- **DATA SECTION**:

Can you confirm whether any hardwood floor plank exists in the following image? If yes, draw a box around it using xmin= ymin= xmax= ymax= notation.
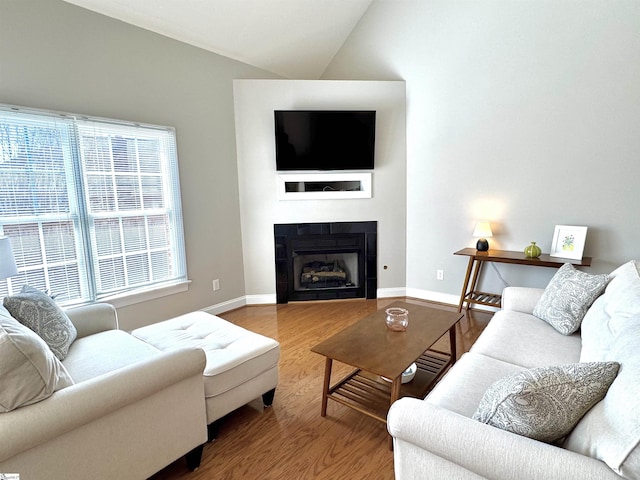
xmin=152 ymin=298 xmax=492 ymax=480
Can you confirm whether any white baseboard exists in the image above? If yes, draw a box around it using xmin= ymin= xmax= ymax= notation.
xmin=202 ymin=293 xmax=277 ymax=315
xmin=407 ymin=288 xmax=460 ymax=305
xmin=377 ymin=287 xmax=407 ymax=298
xmin=202 ymin=287 xmax=499 ymax=315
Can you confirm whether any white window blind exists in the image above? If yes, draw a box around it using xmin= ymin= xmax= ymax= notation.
xmin=0 ymin=106 xmax=187 ymax=304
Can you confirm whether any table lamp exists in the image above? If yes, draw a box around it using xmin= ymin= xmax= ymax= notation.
xmin=473 ymin=221 xmax=493 ymax=252
xmin=0 ymin=237 xmax=18 ymax=279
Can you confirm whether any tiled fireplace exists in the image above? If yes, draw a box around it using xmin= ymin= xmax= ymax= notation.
xmin=274 ymin=222 xmax=378 ymax=303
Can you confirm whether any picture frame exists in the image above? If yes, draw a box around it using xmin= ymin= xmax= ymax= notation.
xmin=549 ymin=225 xmax=587 ymax=260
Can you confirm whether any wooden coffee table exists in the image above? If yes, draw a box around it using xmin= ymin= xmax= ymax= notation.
xmin=311 ymin=302 xmax=464 ymax=436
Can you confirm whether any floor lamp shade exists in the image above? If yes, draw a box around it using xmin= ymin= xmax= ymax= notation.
xmin=473 ymin=221 xmax=493 ymax=252
xmin=0 ymin=237 xmax=18 ymax=279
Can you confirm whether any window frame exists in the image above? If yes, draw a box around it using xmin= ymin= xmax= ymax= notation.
xmin=0 ymin=104 xmax=190 ymax=306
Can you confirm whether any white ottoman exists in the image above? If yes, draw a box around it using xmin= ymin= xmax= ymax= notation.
xmin=131 ymin=311 xmax=280 ymax=440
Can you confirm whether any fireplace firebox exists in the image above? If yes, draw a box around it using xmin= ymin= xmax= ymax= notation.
xmin=274 ymin=222 xmax=378 ymax=303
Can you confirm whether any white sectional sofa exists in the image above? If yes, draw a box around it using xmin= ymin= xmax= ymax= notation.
xmin=0 ymin=304 xmax=207 ymax=480
xmin=388 ymin=262 xmax=640 ymax=480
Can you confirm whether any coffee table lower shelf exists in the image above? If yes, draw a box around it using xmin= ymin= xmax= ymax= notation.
xmin=327 ymin=350 xmax=452 ymax=423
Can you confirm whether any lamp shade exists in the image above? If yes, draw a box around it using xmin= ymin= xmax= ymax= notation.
xmin=0 ymin=237 xmax=18 ymax=279
xmin=473 ymin=221 xmax=493 ymax=252
xmin=473 ymin=221 xmax=493 ymax=238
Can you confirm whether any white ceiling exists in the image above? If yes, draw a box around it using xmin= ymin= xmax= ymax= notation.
xmin=65 ymin=0 xmax=373 ymax=79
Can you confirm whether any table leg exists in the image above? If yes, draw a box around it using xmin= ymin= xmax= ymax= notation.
xmin=387 ymin=375 xmax=402 ymax=450
xmin=449 ymin=323 xmax=458 ymax=365
xmin=320 ymin=357 xmax=333 ymax=417
xmin=458 ymin=257 xmax=474 ymax=313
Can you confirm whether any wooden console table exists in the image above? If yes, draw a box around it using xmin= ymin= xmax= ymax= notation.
xmin=454 ymin=248 xmax=591 ymax=312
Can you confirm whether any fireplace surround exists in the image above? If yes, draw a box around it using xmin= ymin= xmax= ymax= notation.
xmin=274 ymin=222 xmax=378 ymax=303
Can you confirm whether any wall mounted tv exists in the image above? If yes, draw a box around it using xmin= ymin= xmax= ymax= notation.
xmin=274 ymin=110 xmax=376 ymax=171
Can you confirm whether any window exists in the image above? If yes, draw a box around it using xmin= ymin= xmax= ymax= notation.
xmin=0 ymin=106 xmax=187 ymax=305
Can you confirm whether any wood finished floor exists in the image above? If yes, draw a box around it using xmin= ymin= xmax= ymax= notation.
xmin=152 ymin=299 xmax=491 ymax=480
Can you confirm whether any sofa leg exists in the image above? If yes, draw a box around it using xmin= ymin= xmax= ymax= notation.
xmin=184 ymin=444 xmax=204 ymax=472
xmin=262 ymin=388 xmax=276 ymax=407
xmin=207 ymin=418 xmax=222 ymax=442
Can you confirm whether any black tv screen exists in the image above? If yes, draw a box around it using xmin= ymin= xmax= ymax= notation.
xmin=274 ymin=110 xmax=376 ymax=171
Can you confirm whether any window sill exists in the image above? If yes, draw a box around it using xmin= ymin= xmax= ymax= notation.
xmin=98 ymin=280 xmax=191 ymax=308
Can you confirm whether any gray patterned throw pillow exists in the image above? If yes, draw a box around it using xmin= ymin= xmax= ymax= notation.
xmin=533 ymin=263 xmax=609 ymax=335
xmin=3 ymin=285 xmax=78 ymax=360
xmin=473 ymin=362 xmax=620 ymax=443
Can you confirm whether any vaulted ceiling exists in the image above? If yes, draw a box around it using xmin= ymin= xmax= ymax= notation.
xmin=65 ymin=0 xmax=373 ymax=79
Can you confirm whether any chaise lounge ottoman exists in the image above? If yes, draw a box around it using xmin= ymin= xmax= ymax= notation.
xmin=131 ymin=311 xmax=280 ymax=440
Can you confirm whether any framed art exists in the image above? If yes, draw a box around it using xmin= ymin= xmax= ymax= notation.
xmin=549 ymin=225 xmax=587 ymax=260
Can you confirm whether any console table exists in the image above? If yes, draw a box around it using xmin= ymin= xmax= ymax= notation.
xmin=454 ymin=248 xmax=591 ymax=312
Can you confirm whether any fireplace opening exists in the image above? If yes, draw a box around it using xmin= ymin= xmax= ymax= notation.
xmin=293 ymin=252 xmax=360 ymax=291
xmin=274 ymin=222 xmax=377 ymax=303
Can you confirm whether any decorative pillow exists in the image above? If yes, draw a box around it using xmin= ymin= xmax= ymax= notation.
xmin=564 ymin=320 xmax=640 ymax=480
xmin=533 ymin=263 xmax=609 ymax=335
xmin=3 ymin=285 xmax=78 ymax=360
xmin=473 ymin=362 xmax=620 ymax=443
xmin=0 ymin=307 xmax=73 ymax=412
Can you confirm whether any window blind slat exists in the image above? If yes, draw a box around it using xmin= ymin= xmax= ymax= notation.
xmin=0 ymin=106 xmax=186 ymax=303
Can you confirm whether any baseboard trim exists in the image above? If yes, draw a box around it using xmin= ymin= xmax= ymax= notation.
xmin=202 ymin=287 xmax=500 ymax=315
xmin=376 ymin=287 xmax=407 ymax=298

- **THE PROBLEM**: Please rescale the records starting at the beginning and ending at the line that contains "xmin=152 ymin=298 xmax=492 ymax=480" by writing out those lines again, request included, with each bounding-box coordinate in the answers multiplied by 2.35 and rounded to a whole number, halves up. Leave the pictures out and change nothing else in the request.

- **EXERCISE ANSWER**:
Can you confirm whether any hardwood floor plank exists in the following image? If yes, draw a box around it using xmin= ymin= xmax= ymax= notation.
xmin=357 ymin=700 xmax=1156 ymax=1128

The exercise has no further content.